■ **TEXTO**:
%%
Recuerdo que este párrafo me había causado impresión siendo yo adolescente, imaginaba al emperador llorando por la irrespetuosidad del tiempo, un emperador no merecería acatar al mandato de que todo es perecedero, supongo que pensaría eso, porque su poder en cien años no sería nada.
A este recuerdo me llevó otra lectura posterior, “Lo Perecedero” de Sigmund Freud, el creador del psicoanálisis cuenta que lo acompañaba un joven poeta admirador de la belleza que ofrecía la naturaleza, pero en vez de disfrutar de esa belleza que lo circundaba, se preocupaba por que esa belleza estaba condenada a desaparecer en el invierno, igual que toda belleza humana, y todo lo bello y noble que el hombre haya creado y pudiese crear estaba condenada a desaparecer, (vemos que le sucede lo mismo que al emperador Jerjes) y luego agrega Freud, cuanto habría amado y admirado, de no mediar esta circunstancia (ser perenne), parecíale carente de valor por el destino de perecer a que estaba condenado.
Freud niega ante el poeta que el carácter perecedero de lo bello involucrase su desvalorización, al contrario la cualidad de ser perecedero incrementa su valor, las limitadas posibilidades de gozarlo lo tornan mas precioso.
Freud sigue argumentando, llegue una época en la cual queden reducidos a polvo los cuadros y las estatuas que hoy admiramos; sucédanos una generación de seres que ya no comprendan las obras de nuestros poetas y pensadores; ocurra aun una era geológica que vea enmudecida toda vida en la tierra…, no importa; el valor de cuanto bello y perfecto existe sólo reside en su importancia para nuestra percepción; no es menester que la sobreviva y, en consecuencia, es independiente de su perduración en el tiempo.
Pero este discurso no convencía al poeta, por eso dice Freud que una rebelión psíquica contra la aflicción, contra el duelo por algo perdido, debe haber malogrado el goce de lo bello. Mas adelante dice Freud: Así imaginamos poseer cierta cuantía de capacidad amorosa -llamada libido- que al comienzo de la evolución se orientó hacía el propio yo para más tarde -aunque en realidad muy precozmente- dirigirse a los objetos, que de tal suerte quedan en cierto modo incluidos en nuestro yo.
Si los objetos son destruidos o los perdemos, nuestra capacidad amorosa (libido) vuelve a quedar en libertad y puede tomar otros objetos como sustitutos, o bien retornar transitoriamente al yo.
%%
■ **MATERIAL DE ESTUDIO**:
%%
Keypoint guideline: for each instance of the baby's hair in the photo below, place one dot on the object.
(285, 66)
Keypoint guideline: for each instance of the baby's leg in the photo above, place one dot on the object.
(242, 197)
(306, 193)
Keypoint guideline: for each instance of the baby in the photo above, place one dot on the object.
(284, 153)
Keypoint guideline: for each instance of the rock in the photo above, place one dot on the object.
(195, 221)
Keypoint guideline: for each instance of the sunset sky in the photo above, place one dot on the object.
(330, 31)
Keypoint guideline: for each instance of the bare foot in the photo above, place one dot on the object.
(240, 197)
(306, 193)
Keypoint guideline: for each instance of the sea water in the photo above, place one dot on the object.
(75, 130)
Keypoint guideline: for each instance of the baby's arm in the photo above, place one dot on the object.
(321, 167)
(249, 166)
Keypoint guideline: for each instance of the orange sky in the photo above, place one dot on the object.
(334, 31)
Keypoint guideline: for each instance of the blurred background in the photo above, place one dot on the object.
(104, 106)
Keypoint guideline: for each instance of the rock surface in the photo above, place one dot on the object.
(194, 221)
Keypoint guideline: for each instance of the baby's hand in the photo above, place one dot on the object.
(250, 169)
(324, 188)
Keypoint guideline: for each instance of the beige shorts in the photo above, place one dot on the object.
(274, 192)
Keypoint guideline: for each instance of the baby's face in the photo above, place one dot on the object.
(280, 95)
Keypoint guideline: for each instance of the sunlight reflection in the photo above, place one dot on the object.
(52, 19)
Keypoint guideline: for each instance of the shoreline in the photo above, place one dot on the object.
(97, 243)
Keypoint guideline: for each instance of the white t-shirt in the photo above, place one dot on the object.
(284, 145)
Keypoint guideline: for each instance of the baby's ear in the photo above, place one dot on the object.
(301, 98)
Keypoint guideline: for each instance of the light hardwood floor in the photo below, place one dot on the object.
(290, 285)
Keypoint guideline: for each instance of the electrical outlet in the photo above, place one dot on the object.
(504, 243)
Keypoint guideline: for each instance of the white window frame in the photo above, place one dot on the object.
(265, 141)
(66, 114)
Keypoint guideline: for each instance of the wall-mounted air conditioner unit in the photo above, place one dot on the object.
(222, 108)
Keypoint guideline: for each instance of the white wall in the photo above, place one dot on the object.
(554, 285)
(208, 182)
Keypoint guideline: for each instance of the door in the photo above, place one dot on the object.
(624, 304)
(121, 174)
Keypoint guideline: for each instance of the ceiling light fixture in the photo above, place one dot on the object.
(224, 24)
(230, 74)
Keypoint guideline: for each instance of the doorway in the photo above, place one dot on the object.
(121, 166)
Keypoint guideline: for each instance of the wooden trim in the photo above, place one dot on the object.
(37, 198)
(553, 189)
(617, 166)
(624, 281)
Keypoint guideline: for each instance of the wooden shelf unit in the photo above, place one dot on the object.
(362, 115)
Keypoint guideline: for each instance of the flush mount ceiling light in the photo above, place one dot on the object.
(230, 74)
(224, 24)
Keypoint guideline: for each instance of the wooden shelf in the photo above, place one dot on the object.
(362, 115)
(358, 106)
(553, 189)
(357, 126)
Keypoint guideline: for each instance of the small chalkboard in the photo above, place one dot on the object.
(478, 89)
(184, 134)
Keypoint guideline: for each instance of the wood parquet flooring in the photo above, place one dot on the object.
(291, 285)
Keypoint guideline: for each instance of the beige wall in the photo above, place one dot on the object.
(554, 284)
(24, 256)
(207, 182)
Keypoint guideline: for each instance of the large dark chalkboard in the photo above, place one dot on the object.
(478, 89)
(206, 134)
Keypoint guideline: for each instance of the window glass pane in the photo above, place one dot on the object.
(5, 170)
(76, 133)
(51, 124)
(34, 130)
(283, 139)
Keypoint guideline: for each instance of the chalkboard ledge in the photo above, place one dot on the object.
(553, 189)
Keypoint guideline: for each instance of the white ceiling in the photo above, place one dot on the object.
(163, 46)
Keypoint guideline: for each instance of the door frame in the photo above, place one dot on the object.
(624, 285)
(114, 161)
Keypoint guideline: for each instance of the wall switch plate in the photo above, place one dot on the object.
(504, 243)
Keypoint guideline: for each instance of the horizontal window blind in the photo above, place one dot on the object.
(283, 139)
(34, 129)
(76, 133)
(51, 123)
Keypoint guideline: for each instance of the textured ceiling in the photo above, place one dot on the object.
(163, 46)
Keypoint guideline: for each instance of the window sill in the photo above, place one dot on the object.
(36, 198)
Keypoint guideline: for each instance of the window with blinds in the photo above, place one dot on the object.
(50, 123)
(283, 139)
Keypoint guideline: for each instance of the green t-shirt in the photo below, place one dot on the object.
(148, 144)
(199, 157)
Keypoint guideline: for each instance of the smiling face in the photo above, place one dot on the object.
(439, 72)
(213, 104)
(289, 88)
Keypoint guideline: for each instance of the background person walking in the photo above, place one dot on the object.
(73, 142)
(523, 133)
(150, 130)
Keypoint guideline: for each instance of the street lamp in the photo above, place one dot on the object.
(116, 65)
%%
■ **TAREAS**:
a - En el texto sobre lo perecedero, ¿qué efecto tiene, según Freud, el hecho de ser perecedero sobre el valor de lo bello?
b - Vuelve a escribir el trozo del texto sobre lo perecedero que va desde "A este recuerdo" hasta "que estaba condenado.", con ambos extremos incluidos.
Las entradas son material aparte y no tienen que ver con el texto.

■ **RESPUESTAS**:
a - Lo aumenta, porque las pocas posibilidades de gozarlo lo vuelven más precioso.

b -
A este recuerdo me llevó otra lectura posterior, “Lo Perecedero” de Sigmund Freud, el creador del psicoanálisis cuenta que lo acompañaba un joven poeta admirador de la belleza que ofrecía la naturaleza, pero en vez de disfrutar de esa belleza que lo circundaba, se preocupaba por que esa belleza estaba condenada a desaparecer en el invierno, igual que toda belleza humana, y todo lo bello y noble que el hombre haya creado y pudiese crear estaba condenada a desaparecer, (vemos que le sucede lo mismo que al emperador Jerjes) y luego agrega Freud, cuanto habría amado y admirado, de no mediar esta circunstancia (ser perenne), parecíale carente de valor por el destino de perecer a que estaba condenado.